● **Requisitos das tarefas**
1. No texto sobre Picasso e Cézanne, reescreva de forma mais breve o parágrafo que começa por "Esteve frio.", mantendo os fatos principais.
2. Extraia do texto sobre Picasso e Cézanne tudo o que vai desde "Esteve frio. Um" até "do século transacto.".
3. Escreva o que vem a seguir no texto sobre Picasso e Cézanne, começando depois da última frase apresentada.

Esteve frio. Um frio estranho e agressivo, como que a vingar-se da
primavera que por aí desponta e cresce. Acolhi-me, na cozinha, a um
aquecedor sobrevivente dos arrumos primaveris. E socorri-me, para me
iluminar, de dois livros, em formato de enciclopédia, com as obras de
Picasso e de Cézanne, parentes consanguíneos na pintura e, por
diferença, na vida de incessantes arroladores de um universo em mutação
acelerada.
“Se conheço
Cézanne...! Era ele o nosso pai, era ele quem nos protegia...! Se não
havia de o conhecer como estas mãos!”, dizia Picasso, já dispondo de
um prestígio, de uma situação, de um reconhecimento, a uma senhora que o
procurara para que ele certificasse como bom um falso Cézanne, um desses
falsos Cézannes que foram muito proverbiais em aparecer nos idos de
cinquenta do século transacto.
Em Picasso,
como em Cézanne, os traços, as cores, as formas, as incidências deste ou
daquele motivo estão ali da única maneira pela qual o poderiam estar:
intensa e verdadeiramente significativos, representando – ou melhor,
certificando – uma situação limite ainda que de forma natural, ia dizer
sem alardes, sem sequer dramas ou excessivas recorrências. Olham-se as
naturezas mortas com os potes, cântaros ou canecas de barro do solitário
de Aix e sente-se, mais do que se percebe, que são irmãs colaças, na sua
singeleza e majestade, dos quadros de maiores dimensões em que o
compulsivo trabalhador da Rua La Boétie traçava os perfis dos seus
pescadores de Antibes, as suas festas arcádicas, as suas alegrias de
viver e os seus minotauros plenos de cor juntando a sobriedade ao
requinte.

● **Entradas apresentadas**
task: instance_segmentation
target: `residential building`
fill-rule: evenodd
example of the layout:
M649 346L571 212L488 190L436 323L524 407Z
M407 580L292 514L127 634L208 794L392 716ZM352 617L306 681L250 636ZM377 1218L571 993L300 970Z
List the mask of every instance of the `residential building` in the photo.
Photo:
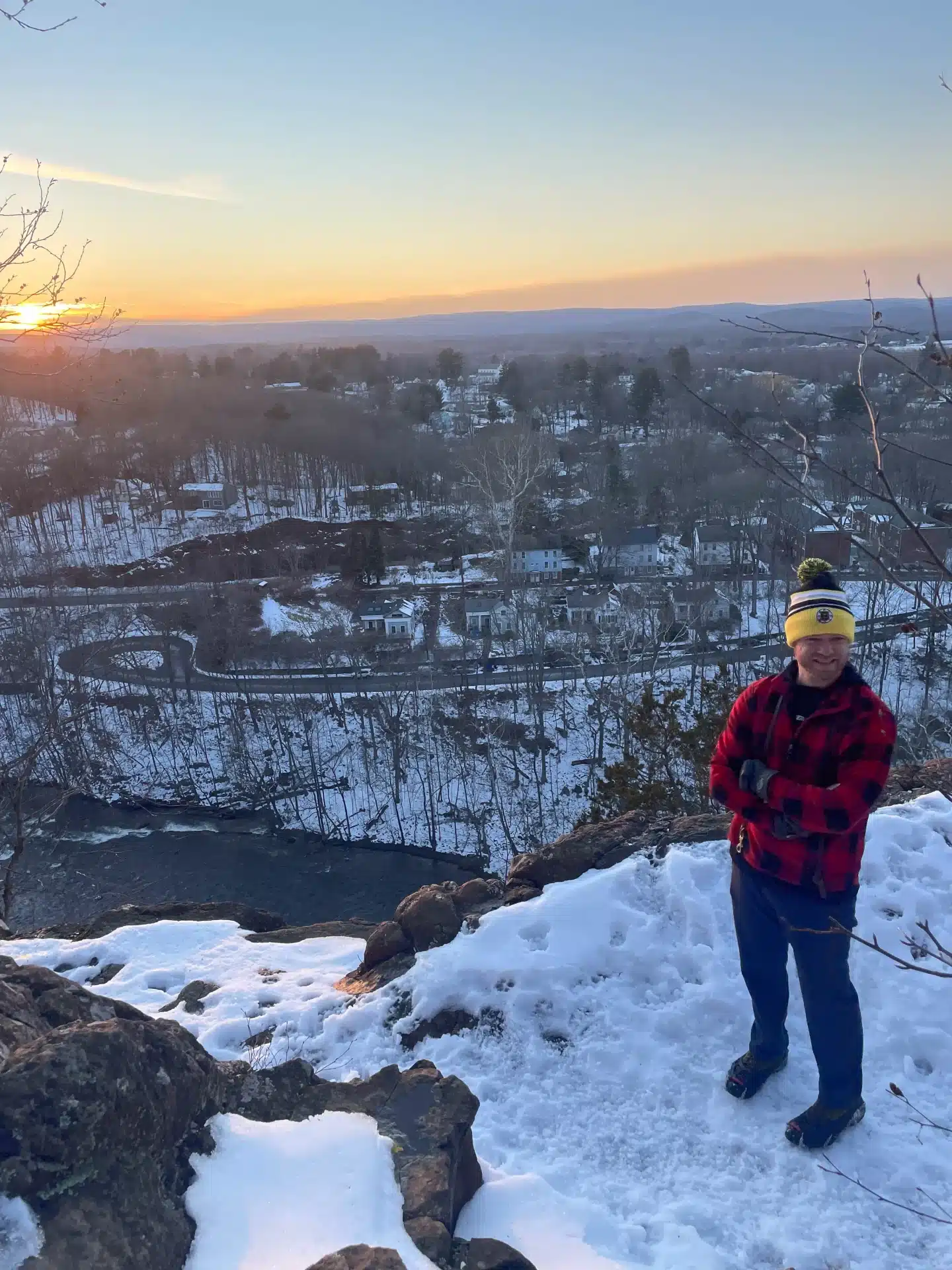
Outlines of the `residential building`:
M899 538L899 563L935 569L935 560L929 554L925 542L928 542L939 560L944 561L948 551L952 551L952 525L935 525L925 521L918 525L916 528L918 533L915 530L910 530L909 526L901 531Z
M509 635L514 629L513 606L500 596L467 596L463 610L470 635Z
M230 481L185 481L182 502L187 508L223 512L237 503L237 489Z
M703 587L674 587L671 613L675 622L703 630L706 626L730 621L732 606L711 583Z
M350 485L347 491L347 505L352 512L377 513L400 502L400 486L396 481L382 485Z
M570 626L611 626L619 611L621 599L613 587L574 587L565 593Z
M696 525L694 565L698 569L724 569L736 560L740 533L732 525Z
M805 554L829 560L834 569L845 569L853 558L852 535L833 525L816 525L806 535Z
M559 582L569 560L559 538L515 538L512 570L520 582Z
M640 525L619 533L605 533L602 542L589 547L589 566L614 578L637 578L658 573L661 530L658 525Z
M413 639L414 606L410 599L366 599L357 616L364 631Z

● **Respostas aos exercícios**
1. Fez um frio estranho e agressivo, como se quisesse vingar-se da primavera que começa. Abriguei-me na cozinha junto a um aquecedor que escapara à arrumação da primavera. Para me iluminar, consultei dois livros em formato de enciclopédia com as obras de Picasso e de Cézanne. São parentes na pintura e, por diferença, na vida de incessantes arroladores de um universo em rápida mutação.

2.
Esteve frio. Um frio estranho e agressivo, como que a vingar-se da
primavera que por aí desponta e cresce. Acolhi-me, na cozinha, a um
aquecedor sobrevivente dos arrumos primaveris. E socorri-me, para me
iluminar, de dois livros, em formato de enciclopédia, com as obras de
Picasso e de Cézanne, parentes consanguíneos na pintura e, por
diferença, na vida de incessantes arroladores de um universo em mutação
acelerada.
“Se conheço
Cézanne...! Era ele o nosso pai, era ele quem nos protegia...! Se não
havia de o conhecer como estas mãos!”, dizia Picasso, já dispondo de
um prestígio, de uma situação, de um reconhecimento, a uma senhora que o
procurara para que ele certificasse como bom um falso Cézanne, um desses
falsos Cézannes que foram muito proverbiais em aparecer nos idos de
cinquenta do século transacto.

3.
Agradeço pois a
este dia arisco e aparentemente um pouco rude, esta incursão,
retintamente não-portalegrense, por um mundo encantado, amável e repleto
de incontestada maravilha.
Maio, 24
Temos estado em
plenas Europeias. Eleições. Chatas, tolas, perturbantes pelo seguinte:
como é possível verdadeiros desastres como um Vital Moreira
ex-estalinista, ex-cunhalista e agora independente do PS, vir proposto
como cabeça de lista dum partido que, pelo respeito que devia a uma dada
luta antiga e desaparecida contra o totalitarismo, devia ser sensato,
inteligente e minimamente consciente?
Ouvir este
Moreira que decerto pelas melhores razões nele se acolheu, é ouvir num
espelho, no outro lado do espectro, em negativo clownesco, em
melífluo e algo amaneirado discurso, a conversata - essa em tom
martelante e ameaçador, quase grotesco – do seu patrão secretário-geral,
de cabeça bicéfala e portanto também governamental, que hoje faz a chuva
e o bom tempo num país à deriva, de pernas arrastadas e pescoços
amarrados, de babete e olhos torcidos pelo desespero devido à
falta de razoabilidade económica, de metal sonante e de esperança num
futuro que se desfaz.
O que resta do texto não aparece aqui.